Could you copy out the items below word for word, starting with the line that contains "Where can you spot the flower bud" and going on through the last line of the items, with the pictures left out?

Records to process:

----------------

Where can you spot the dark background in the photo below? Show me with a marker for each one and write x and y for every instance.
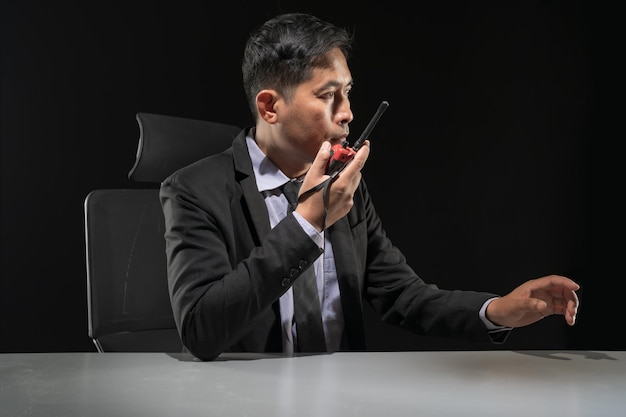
(493, 164)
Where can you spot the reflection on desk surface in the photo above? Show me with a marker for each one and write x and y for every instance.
(469, 383)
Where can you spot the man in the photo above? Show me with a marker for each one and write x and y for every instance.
(236, 251)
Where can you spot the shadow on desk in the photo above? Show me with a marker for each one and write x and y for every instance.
(239, 356)
(562, 355)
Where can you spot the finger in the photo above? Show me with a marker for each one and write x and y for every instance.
(321, 159)
(359, 159)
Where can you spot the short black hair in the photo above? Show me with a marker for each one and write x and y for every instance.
(284, 50)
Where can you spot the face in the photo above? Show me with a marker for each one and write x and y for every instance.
(318, 111)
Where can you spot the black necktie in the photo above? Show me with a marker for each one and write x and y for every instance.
(307, 314)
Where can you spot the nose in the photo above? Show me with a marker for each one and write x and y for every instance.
(344, 113)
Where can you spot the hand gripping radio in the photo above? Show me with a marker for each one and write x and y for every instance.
(341, 154)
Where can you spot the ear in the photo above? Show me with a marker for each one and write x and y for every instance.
(266, 105)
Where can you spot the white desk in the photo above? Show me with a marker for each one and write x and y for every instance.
(486, 383)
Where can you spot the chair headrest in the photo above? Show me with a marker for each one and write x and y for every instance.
(167, 143)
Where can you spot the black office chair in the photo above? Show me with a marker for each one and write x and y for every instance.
(128, 300)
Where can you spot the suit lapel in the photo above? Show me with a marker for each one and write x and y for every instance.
(252, 199)
(349, 284)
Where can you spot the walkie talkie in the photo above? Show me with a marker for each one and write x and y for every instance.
(341, 154)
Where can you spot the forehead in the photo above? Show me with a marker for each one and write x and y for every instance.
(335, 72)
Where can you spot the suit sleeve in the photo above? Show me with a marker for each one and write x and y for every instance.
(223, 279)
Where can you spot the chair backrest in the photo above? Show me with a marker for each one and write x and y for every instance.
(167, 143)
(127, 296)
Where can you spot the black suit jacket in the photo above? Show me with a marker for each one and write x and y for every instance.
(227, 268)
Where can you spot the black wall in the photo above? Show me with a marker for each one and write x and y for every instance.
(491, 166)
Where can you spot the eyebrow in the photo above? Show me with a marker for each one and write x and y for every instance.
(333, 84)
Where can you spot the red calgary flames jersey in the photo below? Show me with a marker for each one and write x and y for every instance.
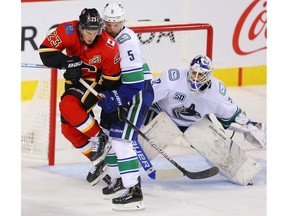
(102, 55)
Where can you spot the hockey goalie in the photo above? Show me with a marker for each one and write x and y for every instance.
(187, 97)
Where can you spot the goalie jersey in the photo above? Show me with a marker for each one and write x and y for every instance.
(172, 95)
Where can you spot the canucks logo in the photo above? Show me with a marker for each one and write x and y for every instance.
(124, 37)
(185, 112)
(69, 28)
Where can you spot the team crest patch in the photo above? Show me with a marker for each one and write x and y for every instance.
(110, 43)
(179, 96)
(117, 58)
(69, 28)
(173, 74)
(124, 37)
(222, 89)
(95, 59)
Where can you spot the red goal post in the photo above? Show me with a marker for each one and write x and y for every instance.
(164, 46)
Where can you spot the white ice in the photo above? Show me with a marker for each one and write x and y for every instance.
(62, 189)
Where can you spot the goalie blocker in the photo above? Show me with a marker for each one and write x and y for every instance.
(215, 146)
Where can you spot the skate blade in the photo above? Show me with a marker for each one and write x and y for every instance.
(114, 195)
(102, 157)
(95, 181)
(135, 206)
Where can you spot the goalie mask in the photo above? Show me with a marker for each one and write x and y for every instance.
(199, 72)
(113, 12)
(90, 20)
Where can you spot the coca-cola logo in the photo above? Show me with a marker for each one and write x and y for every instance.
(251, 30)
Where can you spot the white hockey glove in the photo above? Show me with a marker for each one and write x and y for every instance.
(254, 133)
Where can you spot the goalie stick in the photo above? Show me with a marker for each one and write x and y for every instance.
(145, 162)
(142, 157)
(192, 175)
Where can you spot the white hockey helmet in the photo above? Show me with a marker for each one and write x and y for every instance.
(200, 71)
(113, 12)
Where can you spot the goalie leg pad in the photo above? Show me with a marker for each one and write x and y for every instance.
(220, 150)
(162, 130)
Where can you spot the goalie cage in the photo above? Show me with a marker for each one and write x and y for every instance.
(164, 46)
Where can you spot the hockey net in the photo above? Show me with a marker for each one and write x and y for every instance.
(164, 46)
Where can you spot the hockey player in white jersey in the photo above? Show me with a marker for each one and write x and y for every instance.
(188, 96)
(134, 95)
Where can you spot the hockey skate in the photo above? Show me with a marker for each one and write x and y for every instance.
(131, 199)
(100, 147)
(96, 173)
(114, 189)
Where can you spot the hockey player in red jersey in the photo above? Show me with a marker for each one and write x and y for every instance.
(93, 55)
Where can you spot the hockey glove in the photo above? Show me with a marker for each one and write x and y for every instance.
(112, 101)
(73, 70)
(254, 132)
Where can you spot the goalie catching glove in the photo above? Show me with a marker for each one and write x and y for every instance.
(112, 101)
(254, 132)
(73, 71)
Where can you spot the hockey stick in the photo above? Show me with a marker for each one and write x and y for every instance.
(143, 159)
(192, 175)
(99, 96)
(150, 170)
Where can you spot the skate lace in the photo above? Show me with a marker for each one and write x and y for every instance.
(95, 143)
(125, 193)
(112, 184)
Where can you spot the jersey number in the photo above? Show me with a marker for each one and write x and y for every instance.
(131, 56)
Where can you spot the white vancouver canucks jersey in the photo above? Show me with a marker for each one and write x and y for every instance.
(174, 96)
(131, 52)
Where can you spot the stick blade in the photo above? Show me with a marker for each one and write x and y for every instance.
(203, 174)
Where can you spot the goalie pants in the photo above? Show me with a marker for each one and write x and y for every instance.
(78, 124)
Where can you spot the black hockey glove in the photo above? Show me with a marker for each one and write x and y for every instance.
(73, 70)
(118, 114)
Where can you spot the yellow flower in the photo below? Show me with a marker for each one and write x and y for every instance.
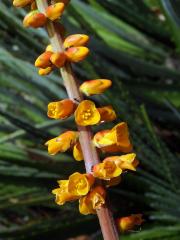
(62, 143)
(77, 152)
(87, 114)
(55, 11)
(106, 170)
(114, 140)
(61, 109)
(97, 86)
(76, 54)
(125, 162)
(76, 40)
(62, 194)
(128, 223)
(79, 184)
(93, 201)
(107, 114)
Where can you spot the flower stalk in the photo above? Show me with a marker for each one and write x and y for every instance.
(90, 154)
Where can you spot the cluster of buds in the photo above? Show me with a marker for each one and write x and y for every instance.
(74, 51)
(82, 187)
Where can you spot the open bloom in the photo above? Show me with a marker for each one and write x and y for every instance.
(80, 184)
(76, 40)
(62, 194)
(106, 170)
(114, 140)
(87, 114)
(93, 201)
(97, 86)
(62, 143)
(61, 109)
(128, 223)
(125, 162)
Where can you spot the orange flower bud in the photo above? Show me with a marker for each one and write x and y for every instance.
(55, 11)
(128, 223)
(61, 109)
(45, 71)
(58, 59)
(114, 140)
(93, 201)
(87, 114)
(43, 61)
(107, 114)
(77, 152)
(34, 19)
(76, 40)
(106, 170)
(80, 184)
(62, 143)
(76, 54)
(97, 86)
(22, 3)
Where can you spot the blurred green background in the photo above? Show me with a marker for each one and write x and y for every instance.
(136, 43)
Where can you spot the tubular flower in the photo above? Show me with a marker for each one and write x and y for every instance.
(76, 40)
(58, 59)
(87, 114)
(114, 140)
(93, 201)
(128, 223)
(106, 170)
(61, 109)
(125, 162)
(107, 114)
(76, 54)
(77, 152)
(55, 11)
(34, 19)
(80, 184)
(45, 71)
(22, 3)
(62, 194)
(97, 86)
(62, 143)
(43, 61)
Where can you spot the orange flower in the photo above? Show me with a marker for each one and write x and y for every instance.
(22, 3)
(55, 11)
(114, 140)
(58, 59)
(62, 143)
(62, 194)
(43, 61)
(106, 170)
(97, 86)
(61, 109)
(93, 201)
(45, 71)
(128, 223)
(107, 114)
(87, 114)
(76, 54)
(77, 152)
(34, 19)
(76, 40)
(124, 162)
(79, 184)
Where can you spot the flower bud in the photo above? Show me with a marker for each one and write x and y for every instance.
(55, 11)
(34, 19)
(43, 61)
(58, 59)
(22, 3)
(76, 40)
(76, 54)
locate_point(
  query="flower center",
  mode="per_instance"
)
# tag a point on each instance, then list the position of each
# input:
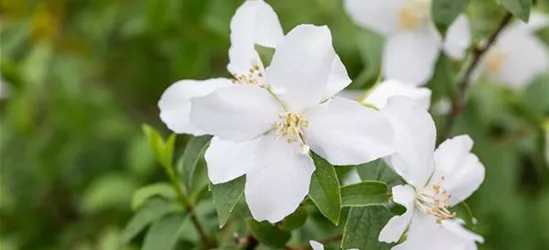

----------------

Worked solution:
Where can you spot the flower bud in the photo above? Show me with a marker for each one and write x and y for every instance.
(55, 11)
(34, 19)
(43, 61)
(58, 59)
(22, 3)
(76, 40)
(76, 54)
locate_point(
  query="flower center",
  mode="per_instance"
)
# tag a point on each instance, then list the position of each
# input:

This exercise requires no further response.